**EXERCISE REQUIREMENTS**
Word for word, reproduce the listing that follows, excluding any pictures it contains.

**MATERIAL TO PROCESS**
----------------

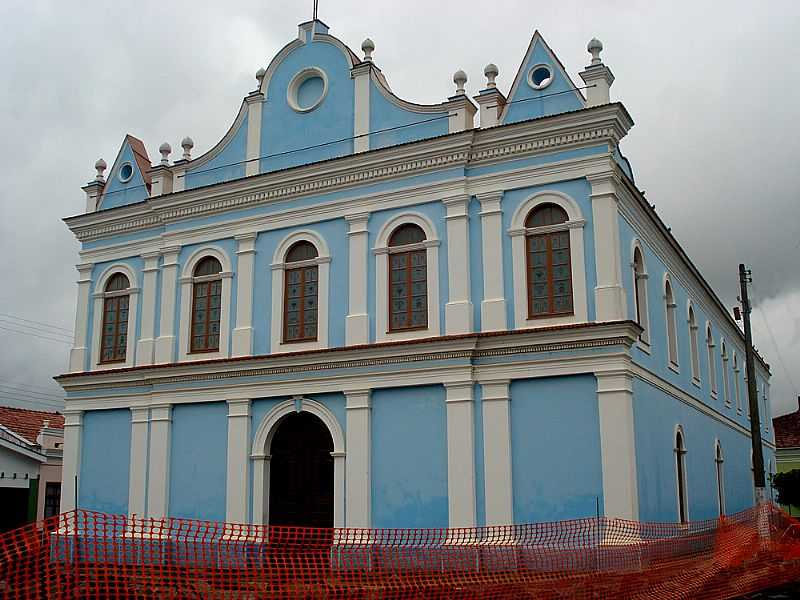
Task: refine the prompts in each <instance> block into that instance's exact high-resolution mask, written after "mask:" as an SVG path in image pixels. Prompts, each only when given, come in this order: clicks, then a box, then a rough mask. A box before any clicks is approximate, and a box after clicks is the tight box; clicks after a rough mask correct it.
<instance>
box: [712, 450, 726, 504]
mask: <svg viewBox="0 0 800 600" xmlns="http://www.w3.org/2000/svg"><path fill="white" fill-rule="evenodd" d="M714 454H715V456H714V464H715V466H716V471H717V503H718V506H719V516H720V517H721V516H723V515H724V514H725V473H724V469H723V467H724V463H725V458H724V457H723V455H722V445H721V444H720V443H719V442H717V444H716V448H715V452H714Z"/></svg>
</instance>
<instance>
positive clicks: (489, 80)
mask: <svg viewBox="0 0 800 600" xmlns="http://www.w3.org/2000/svg"><path fill="white" fill-rule="evenodd" d="M483 74H484V75H486V87H487V88H493V87H497V84H496V83H495V82H494V80H495V78H496V77H497V76H498V75H499V74H500V69H498V68H497V65H496V64H494V63H489V64H488V65H486V68H484V69H483Z"/></svg>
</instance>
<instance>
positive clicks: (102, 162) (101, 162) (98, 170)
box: [94, 158, 108, 182]
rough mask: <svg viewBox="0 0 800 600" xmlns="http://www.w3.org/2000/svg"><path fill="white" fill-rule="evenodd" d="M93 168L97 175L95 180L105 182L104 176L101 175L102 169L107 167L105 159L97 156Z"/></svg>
mask: <svg viewBox="0 0 800 600" xmlns="http://www.w3.org/2000/svg"><path fill="white" fill-rule="evenodd" d="M94 168H95V169H97V175H96V176H95V178H94V179H95V181H100V182H105V180H106V178H105V177H103V171H105V170H106V169H107V168H108V165H107V164H106V161H104V160H103V159H102V158H98V159H97V162H96V163H94Z"/></svg>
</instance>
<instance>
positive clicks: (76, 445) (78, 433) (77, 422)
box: [61, 409, 83, 513]
mask: <svg viewBox="0 0 800 600" xmlns="http://www.w3.org/2000/svg"><path fill="white" fill-rule="evenodd" d="M82 433H83V411H81V410H69V409H67V410H65V411H64V455H63V462H62V467H61V512H62V513H64V512H69V511H71V510H74V509H76V508H78V487H77V486H78V485H79V483H78V482H77V477H78V474H79V473H80V470H81V444H82V437H83V436H82Z"/></svg>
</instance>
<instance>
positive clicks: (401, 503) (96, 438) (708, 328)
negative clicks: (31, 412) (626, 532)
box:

----------------

**REPLY TO THE EXERCISE**
Task: refine the prompts in each <instance> block into that instance's exact high-resolution mask, written after "mask:" as an SVG path in image pixels. Prompts, each only when given, come in this order: clicks, then a box, then a rough mask. A box before any clicks is approximate, and a box after clicks is the tight box; clicks after a rough mask correct it.
<instance>
box: [712, 450, 726, 504]
mask: <svg viewBox="0 0 800 600" xmlns="http://www.w3.org/2000/svg"><path fill="white" fill-rule="evenodd" d="M714 454H715V456H714V464H715V466H716V471H717V503H718V506H719V516H720V517H721V516H723V515H724V514H725V473H724V469H723V467H724V463H725V458H724V457H723V455H722V445H721V444H720V443H719V442H717V444H716V448H715V452H714Z"/></svg>
</instance>
<instance>
positive clicks: (489, 80)
mask: <svg viewBox="0 0 800 600" xmlns="http://www.w3.org/2000/svg"><path fill="white" fill-rule="evenodd" d="M483 74H484V75H486V87H487V88H493V87H497V84H496V83H495V82H494V80H495V78H496V77H497V76H498V75H499V74H500V69H498V68H497V65H496V64H494V63H489V64H488V65H486V68H484V69H483Z"/></svg>
</instance>
<instance>
positive clicks: (102, 162) (101, 162) (98, 170)
box: [94, 158, 108, 182]
rough mask: <svg viewBox="0 0 800 600" xmlns="http://www.w3.org/2000/svg"><path fill="white" fill-rule="evenodd" d="M93 168L97 175L95 180L105 182L104 176L101 175L102 169L107 167L105 159L97 156Z"/></svg>
mask: <svg viewBox="0 0 800 600" xmlns="http://www.w3.org/2000/svg"><path fill="white" fill-rule="evenodd" d="M94 168H95V169H97V175H96V176H95V178H94V179H95V181H100V182H105V180H106V178H105V177H103V171H105V170H106V169H107V168H108V165H107V164H106V161H104V160H103V159H102V158H98V159H97V162H96V163H94Z"/></svg>
</instance>
<instance>
positive clicks: (76, 445) (78, 433) (77, 422)
box: [61, 409, 83, 513]
mask: <svg viewBox="0 0 800 600" xmlns="http://www.w3.org/2000/svg"><path fill="white" fill-rule="evenodd" d="M82 433H83V411H81V410H69V409H67V410H65V411H64V455H63V462H62V467H61V512H62V513H64V512H69V511H71V510H74V509H76V508H78V487H77V486H78V485H79V483H78V482H77V477H78V474H79V473H80V470H81V444H82V437H83V436H82Z"/></svg>
</instance>
<instance>
positive clicks: (401, 503) (96, 438) (708, 328)
negative clicks: (31, 412) (626, 532)
box:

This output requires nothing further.